- Указания к заданию -
Продолжите интервью о вылове рыбы на Северо-Западе, начиная сразу после его последней фразы.

──────── Текст для чтения ────────

В конце апреля в Северо-Западном территориальном управлении Росрыболовства сменился глава. Врио руководителя стал Андрей Яковлев. «Корабел.ру» воспользовался поводом для того, чтобы встретиться с ним и побеседовать о насущных вопросах, живо волнующих не только рыболовную или судостроительную отрасли, но и простых россиян. Ведь у нас что за стол без рыбки, что за дом без удочки и что за фольклор без рыбацких историй?

— Андрей Владимирович, давайте начнем с динамики показателей вылова. Северо-Запад неоднороден, разные регионы развиваются в нем по-разному. Где сегодня явно наметились успехи, а где идет стагнация или даже откат?

— На территории подведомственной Северо-Западному территориальному управлению объем добычи составил 273 тыс. тонн. Если нужна конкретика и динамика — что ж, давайте посмотрим по регионам отдельно показатели за последние пять лет.

Ленинградская область — в 2012 году было примерно 14,5 тыс. тонн, в 2017 г. выловили 23 тыс. тонн. Здесь, как видите, идет серьезный прирост. Санкт-Петербург тоже в плюсе — было 4,5 тыс. тонн, стало 5,3 тыс. тонн.

По Республике Карелия наблюдается некоторое снижение с 91,3 тыс. тонн до 83,3 тыс. тонн. Архангельская область слегка откатилась — со 142,2 тыс. тонн до 139,6 тыс. тонн. Ненецкий автономный округ прибавил — с 13,5 тыс. тонн до 15 с небольшим тысяч. Псковская область — было 3,6 тыс. тонн, стало 3,4. Новгородская — 2,4 тыс. тонн в 2012 г. и 1,9 тыс. тонн в 2017-м.

──────── Исходные данные ────────

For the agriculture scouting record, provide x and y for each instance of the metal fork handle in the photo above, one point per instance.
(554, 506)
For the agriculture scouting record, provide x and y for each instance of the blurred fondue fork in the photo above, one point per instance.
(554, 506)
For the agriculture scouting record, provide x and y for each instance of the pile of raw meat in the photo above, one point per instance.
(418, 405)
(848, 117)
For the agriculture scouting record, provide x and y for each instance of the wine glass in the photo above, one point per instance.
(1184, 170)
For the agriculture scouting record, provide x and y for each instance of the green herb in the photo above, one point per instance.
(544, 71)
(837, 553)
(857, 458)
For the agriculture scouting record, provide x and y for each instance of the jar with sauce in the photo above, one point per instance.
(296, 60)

────────
──────── Исходные данные ────────

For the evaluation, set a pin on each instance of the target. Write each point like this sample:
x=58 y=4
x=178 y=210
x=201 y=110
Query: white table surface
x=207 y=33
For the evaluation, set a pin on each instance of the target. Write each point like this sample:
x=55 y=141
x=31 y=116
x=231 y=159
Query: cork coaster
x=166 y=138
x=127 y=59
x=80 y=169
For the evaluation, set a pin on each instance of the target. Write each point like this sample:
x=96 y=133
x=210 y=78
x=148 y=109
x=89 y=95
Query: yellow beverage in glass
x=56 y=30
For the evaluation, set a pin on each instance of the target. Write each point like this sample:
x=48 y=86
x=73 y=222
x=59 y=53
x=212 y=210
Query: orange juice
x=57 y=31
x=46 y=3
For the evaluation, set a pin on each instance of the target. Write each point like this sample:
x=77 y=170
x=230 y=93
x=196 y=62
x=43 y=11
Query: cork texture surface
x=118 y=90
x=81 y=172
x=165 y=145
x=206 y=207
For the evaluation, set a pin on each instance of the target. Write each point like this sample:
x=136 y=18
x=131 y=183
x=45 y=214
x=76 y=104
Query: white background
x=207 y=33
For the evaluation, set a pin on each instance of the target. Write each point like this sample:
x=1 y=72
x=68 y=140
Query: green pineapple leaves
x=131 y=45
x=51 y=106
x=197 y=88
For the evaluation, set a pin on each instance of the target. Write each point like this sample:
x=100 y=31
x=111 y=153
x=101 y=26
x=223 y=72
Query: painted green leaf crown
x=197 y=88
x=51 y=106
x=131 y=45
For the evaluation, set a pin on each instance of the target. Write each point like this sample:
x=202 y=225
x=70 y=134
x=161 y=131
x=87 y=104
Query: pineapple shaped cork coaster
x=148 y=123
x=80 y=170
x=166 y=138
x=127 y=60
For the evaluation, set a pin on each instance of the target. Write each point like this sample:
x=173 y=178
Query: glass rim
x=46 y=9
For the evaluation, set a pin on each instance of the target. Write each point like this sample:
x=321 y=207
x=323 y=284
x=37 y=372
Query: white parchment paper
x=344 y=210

────────
──────── Исходные данные ────────

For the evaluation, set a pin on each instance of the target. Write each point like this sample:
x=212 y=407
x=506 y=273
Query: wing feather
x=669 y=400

────────

- Письменный ответ -
Вологодчина пробила тысячный барьер — с 860 тонн доросла почти до 1,1 тыс. тонн. И, наконец, Республика Коми, которая пять лет назад вылавливала 272 тонн, сегодня показала результат в 262 тонны.

Чтобы вы правильно понимали, этими регионами наша зона ответственности исчерпывается. Ни Мурманск, ни Калининград в нее уже не входят.

— Какие виды рыбы ловите преимущественно?

— Основные виды в Белом и Баренцевом морях — это треска, камбала, морской еж. Балтика — это килька, салака, в меньшей части судак, немножко миноги в реках и, естественно, не без корюшки. Чудское озеро — это лещ, ряпушка. Остальные водоемы — стандартно: щука, лещ, судак.

Из значимых событий — по Балтийскому морю в прошлом году произошла переоценка запасов кильки, салаки. Она была увеличена где-то на 20%, что привело к небольшому росту общих запасов в 2017 году по сравнению с 2016-м.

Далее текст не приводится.